──────── Texto seleccionado
# Amplificador 50 W Mosfet esquema de Brasil



## Mario Di Domenico (Sep 29, 2018)

navegando por la web me encontre este pequeño amplificador mosfet ideal para principiantes ....


----------



## DOSMETROS (Sep 29, 2018)

Mucho no me cierran los dos díodos del Biass en serie con 2k2 

Daría la impresión que reemplazaron BJT por Mosfets y lo arreglaron con la de 2k2  . . .


----------



## Fogonazo (Sep 29, 2018)

*¡ "El amplificador turco" pero con MOSFET ! *


----------



## pandacba (Sep 29, 2018)

Eso es una muy mala pasada en limpio del que anda dando vuelta por la red desde hace más de 20 años













Tal como esta funciona, no es perfecto, hay que mejorar el bias pero funciona muy bien a la primera


----------



## Mario Di Domenico (Sep 29, 2018)
────────────────
──────── Conjunto de registros
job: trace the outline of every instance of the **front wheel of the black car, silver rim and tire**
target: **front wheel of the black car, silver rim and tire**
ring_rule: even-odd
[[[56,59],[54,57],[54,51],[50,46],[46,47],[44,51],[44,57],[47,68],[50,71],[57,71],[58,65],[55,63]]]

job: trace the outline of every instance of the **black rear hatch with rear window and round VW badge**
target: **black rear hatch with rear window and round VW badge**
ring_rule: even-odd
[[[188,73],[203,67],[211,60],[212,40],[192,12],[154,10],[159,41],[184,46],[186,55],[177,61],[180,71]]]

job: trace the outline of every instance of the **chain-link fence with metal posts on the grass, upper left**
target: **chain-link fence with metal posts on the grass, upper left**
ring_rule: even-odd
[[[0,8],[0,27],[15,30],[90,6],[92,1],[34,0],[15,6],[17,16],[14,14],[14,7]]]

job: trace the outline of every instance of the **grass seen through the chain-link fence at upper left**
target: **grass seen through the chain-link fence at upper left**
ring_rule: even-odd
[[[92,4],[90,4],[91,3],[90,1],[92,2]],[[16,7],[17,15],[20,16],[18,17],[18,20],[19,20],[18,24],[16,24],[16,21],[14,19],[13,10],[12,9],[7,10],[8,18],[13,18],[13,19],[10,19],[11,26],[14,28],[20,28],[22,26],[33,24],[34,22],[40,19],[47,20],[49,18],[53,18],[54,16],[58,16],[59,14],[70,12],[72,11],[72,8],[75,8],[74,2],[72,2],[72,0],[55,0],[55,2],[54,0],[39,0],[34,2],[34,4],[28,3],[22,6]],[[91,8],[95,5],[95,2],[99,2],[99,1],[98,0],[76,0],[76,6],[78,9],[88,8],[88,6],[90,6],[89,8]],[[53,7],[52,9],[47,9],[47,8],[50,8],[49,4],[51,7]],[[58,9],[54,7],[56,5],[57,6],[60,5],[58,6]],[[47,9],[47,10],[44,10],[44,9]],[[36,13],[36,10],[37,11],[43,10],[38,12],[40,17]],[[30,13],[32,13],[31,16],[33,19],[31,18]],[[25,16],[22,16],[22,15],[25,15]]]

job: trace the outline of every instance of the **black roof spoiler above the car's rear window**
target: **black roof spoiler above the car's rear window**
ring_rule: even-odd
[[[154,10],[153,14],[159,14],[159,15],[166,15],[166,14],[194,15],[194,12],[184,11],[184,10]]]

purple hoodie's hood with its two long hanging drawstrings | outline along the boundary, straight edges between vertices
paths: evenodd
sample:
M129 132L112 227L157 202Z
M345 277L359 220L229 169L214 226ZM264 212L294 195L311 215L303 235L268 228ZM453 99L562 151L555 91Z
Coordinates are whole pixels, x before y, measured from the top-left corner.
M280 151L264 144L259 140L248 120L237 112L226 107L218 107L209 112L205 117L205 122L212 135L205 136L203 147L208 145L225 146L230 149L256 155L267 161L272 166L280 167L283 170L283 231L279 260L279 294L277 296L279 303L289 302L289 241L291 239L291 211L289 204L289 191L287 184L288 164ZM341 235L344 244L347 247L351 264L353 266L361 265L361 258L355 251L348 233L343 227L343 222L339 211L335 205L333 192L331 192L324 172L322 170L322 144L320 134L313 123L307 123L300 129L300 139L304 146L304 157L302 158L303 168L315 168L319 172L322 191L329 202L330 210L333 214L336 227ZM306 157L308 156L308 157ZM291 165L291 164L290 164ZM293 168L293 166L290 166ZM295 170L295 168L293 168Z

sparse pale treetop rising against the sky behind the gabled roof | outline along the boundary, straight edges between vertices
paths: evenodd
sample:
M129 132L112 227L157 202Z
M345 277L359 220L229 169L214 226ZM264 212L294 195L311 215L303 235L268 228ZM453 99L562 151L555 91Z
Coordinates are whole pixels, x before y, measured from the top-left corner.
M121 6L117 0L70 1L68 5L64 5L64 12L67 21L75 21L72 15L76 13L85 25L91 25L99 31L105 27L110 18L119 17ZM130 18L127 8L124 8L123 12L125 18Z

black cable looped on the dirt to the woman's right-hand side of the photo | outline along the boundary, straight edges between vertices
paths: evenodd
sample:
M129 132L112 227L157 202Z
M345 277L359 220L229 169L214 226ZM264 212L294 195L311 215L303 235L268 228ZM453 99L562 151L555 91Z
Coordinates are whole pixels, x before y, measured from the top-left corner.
────────────────
● Resuelve lo siguiente
1. Copia del hilo sobre el amplificador MOSFET el fragmento que empieza con "Mucho no me" y sigue hasta "Fogonazo (Sep 29, 2018)".
2. Enumera los nombres de usuario de todos los participantes que publican en el hilo sobre el amplificador MOSFET, sin repetir ninguno.
3. Según pandacba en el hilo sobre el amplificador MOSFET, ¿desde hace cuánto tiempo circula por la red el circuito original?

● Soluciones en orden
1.
Mucho no me cierran los dos díodos del Biass en serie con 2k2 

Daría la impresión que reemplazaron BJT por Mosfets y lo arreglaron con la de 2k2  . . .


----------



## Fogonazo (Sep 29, 2018)

2. Mario Di Domenico, DOSMETROS, Fogonazo, pandacba

3. Desde hace más de 20 años.